• **ACTIVITY**: Would you please return the lines of the material that contain the word "forest"?

INPUT MATERIAL START

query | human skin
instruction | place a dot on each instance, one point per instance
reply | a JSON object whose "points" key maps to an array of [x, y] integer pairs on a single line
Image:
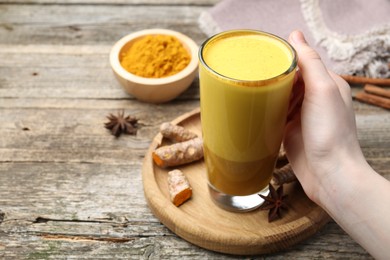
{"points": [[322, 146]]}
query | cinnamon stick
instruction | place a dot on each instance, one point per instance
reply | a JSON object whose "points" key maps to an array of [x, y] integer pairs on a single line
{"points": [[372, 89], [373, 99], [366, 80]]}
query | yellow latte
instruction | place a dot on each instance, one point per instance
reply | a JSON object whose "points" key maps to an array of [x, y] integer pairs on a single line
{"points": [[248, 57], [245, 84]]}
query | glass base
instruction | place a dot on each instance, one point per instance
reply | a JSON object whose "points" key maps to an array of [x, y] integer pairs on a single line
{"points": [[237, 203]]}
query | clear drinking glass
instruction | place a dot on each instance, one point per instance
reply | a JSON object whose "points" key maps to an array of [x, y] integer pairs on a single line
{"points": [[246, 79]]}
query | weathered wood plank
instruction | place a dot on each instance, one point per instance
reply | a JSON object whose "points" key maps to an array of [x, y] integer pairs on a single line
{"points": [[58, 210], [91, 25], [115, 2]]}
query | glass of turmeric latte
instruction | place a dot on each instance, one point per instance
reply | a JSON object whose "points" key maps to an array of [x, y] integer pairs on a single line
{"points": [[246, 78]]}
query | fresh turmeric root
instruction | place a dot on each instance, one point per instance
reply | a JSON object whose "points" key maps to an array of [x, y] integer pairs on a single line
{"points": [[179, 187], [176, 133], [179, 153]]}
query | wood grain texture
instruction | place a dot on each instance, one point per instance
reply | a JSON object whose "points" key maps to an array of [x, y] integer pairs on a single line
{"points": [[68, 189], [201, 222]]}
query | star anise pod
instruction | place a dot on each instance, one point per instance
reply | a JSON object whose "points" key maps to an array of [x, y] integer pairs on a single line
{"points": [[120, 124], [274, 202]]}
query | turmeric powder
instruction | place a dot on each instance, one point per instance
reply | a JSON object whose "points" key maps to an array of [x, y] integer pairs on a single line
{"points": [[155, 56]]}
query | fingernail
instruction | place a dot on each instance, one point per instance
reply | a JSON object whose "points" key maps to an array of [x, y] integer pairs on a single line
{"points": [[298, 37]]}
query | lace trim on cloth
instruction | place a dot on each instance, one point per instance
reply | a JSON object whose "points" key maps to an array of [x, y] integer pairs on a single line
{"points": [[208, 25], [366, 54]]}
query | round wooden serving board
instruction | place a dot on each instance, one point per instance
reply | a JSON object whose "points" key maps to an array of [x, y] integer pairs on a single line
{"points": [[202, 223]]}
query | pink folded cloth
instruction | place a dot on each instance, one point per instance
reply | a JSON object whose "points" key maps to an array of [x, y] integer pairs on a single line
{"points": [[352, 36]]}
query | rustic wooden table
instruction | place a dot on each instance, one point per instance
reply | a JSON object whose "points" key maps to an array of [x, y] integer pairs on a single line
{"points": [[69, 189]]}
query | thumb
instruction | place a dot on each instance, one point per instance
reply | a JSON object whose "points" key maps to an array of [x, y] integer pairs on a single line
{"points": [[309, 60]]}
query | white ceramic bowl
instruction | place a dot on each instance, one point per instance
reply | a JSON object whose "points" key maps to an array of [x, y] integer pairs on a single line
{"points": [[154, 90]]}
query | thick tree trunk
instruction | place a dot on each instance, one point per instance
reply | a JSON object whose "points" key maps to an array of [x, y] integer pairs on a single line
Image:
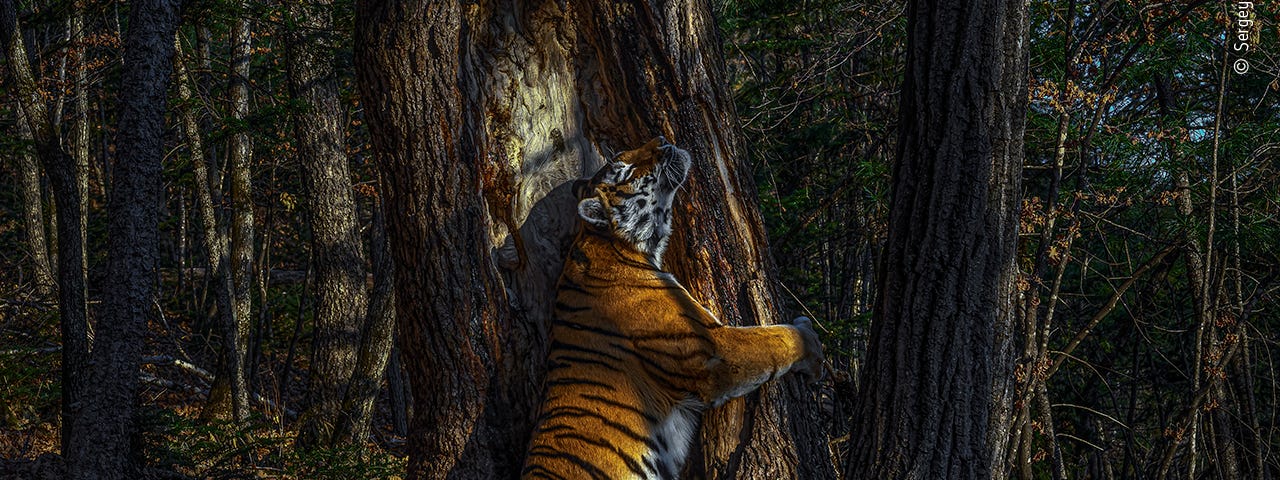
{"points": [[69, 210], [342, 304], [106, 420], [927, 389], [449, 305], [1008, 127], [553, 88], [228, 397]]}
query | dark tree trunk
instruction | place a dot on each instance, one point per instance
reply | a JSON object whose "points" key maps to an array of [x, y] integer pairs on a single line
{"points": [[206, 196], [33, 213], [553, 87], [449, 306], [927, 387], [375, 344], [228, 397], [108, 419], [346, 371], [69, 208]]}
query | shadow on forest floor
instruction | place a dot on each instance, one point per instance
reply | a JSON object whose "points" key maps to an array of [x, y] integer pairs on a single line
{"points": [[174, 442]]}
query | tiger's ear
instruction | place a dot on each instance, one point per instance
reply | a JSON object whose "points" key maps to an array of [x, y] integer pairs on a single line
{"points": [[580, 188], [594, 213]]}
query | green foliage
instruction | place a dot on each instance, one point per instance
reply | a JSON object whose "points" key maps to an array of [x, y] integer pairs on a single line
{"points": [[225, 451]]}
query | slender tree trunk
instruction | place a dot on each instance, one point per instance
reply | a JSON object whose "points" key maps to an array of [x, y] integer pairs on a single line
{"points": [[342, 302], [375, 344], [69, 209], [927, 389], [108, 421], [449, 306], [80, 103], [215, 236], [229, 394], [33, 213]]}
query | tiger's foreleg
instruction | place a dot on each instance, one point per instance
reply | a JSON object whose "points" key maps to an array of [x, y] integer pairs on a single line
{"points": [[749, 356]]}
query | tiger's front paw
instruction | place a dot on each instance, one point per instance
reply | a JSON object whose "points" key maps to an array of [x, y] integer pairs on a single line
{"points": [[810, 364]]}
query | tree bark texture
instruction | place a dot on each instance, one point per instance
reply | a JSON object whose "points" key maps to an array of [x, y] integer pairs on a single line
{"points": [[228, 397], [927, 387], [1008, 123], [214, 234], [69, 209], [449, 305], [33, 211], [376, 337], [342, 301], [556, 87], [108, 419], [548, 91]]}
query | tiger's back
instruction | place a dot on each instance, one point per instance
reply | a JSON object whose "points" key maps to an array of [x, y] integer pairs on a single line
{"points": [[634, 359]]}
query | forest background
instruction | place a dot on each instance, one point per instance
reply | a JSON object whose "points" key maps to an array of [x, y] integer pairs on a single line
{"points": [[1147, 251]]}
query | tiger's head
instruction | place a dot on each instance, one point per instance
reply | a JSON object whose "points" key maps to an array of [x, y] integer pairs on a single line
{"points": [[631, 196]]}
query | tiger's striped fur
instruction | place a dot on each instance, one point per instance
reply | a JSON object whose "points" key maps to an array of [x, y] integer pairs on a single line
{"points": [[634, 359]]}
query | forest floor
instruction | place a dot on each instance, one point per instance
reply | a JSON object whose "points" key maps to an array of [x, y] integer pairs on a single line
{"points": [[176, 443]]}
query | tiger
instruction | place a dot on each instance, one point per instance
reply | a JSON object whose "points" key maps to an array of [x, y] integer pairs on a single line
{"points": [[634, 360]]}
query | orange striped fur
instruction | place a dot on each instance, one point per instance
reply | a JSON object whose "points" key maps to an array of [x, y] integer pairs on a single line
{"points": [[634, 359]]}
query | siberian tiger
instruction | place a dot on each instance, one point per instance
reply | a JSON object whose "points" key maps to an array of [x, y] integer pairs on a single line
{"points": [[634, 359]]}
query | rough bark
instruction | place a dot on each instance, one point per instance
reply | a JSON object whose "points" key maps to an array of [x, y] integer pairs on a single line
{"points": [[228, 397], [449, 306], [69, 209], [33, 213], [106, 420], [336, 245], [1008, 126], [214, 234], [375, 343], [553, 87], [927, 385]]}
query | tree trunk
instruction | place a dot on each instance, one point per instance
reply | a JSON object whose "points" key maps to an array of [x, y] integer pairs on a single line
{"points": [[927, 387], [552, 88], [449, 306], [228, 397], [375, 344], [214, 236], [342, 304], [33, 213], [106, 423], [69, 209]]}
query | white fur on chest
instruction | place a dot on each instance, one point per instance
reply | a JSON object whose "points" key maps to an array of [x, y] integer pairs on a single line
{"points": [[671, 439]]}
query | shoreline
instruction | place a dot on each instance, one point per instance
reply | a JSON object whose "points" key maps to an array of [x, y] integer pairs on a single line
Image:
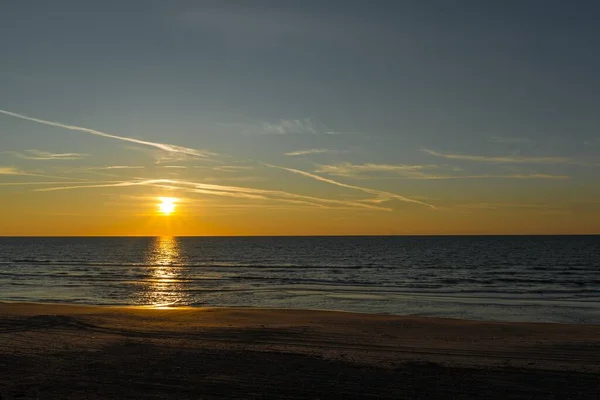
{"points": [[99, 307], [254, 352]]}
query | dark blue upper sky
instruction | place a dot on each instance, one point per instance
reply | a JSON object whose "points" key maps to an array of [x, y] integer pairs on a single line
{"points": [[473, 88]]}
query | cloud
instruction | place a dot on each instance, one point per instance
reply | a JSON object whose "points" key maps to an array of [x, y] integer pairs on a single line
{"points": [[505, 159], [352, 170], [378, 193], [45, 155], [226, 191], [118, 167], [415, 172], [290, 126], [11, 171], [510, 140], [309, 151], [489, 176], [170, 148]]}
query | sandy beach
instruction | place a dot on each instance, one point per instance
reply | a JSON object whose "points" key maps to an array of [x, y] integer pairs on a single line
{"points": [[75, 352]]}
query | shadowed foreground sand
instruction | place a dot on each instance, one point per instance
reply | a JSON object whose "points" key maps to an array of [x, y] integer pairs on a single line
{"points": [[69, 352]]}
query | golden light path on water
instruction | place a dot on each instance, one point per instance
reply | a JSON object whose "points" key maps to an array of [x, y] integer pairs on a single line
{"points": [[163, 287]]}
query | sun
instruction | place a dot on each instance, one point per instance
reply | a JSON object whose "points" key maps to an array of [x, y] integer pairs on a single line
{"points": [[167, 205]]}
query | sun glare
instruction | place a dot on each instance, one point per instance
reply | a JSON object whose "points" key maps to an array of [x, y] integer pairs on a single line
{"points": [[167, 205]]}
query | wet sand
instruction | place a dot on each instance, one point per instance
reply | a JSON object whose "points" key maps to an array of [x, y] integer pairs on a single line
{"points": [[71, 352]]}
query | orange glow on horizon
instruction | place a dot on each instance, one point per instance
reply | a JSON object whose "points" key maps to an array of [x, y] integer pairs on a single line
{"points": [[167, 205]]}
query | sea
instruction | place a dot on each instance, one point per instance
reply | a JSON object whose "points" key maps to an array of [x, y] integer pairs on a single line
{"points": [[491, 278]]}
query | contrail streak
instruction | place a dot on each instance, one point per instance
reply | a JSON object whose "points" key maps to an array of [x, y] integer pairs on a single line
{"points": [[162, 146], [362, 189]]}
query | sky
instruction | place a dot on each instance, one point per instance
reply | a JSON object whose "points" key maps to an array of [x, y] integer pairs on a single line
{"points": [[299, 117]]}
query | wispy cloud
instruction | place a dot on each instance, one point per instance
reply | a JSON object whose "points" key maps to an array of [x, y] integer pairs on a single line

INPUT MATERIAL END

• **RESULT**:
query | shadow on forest floor
query | forest background
query | forest floor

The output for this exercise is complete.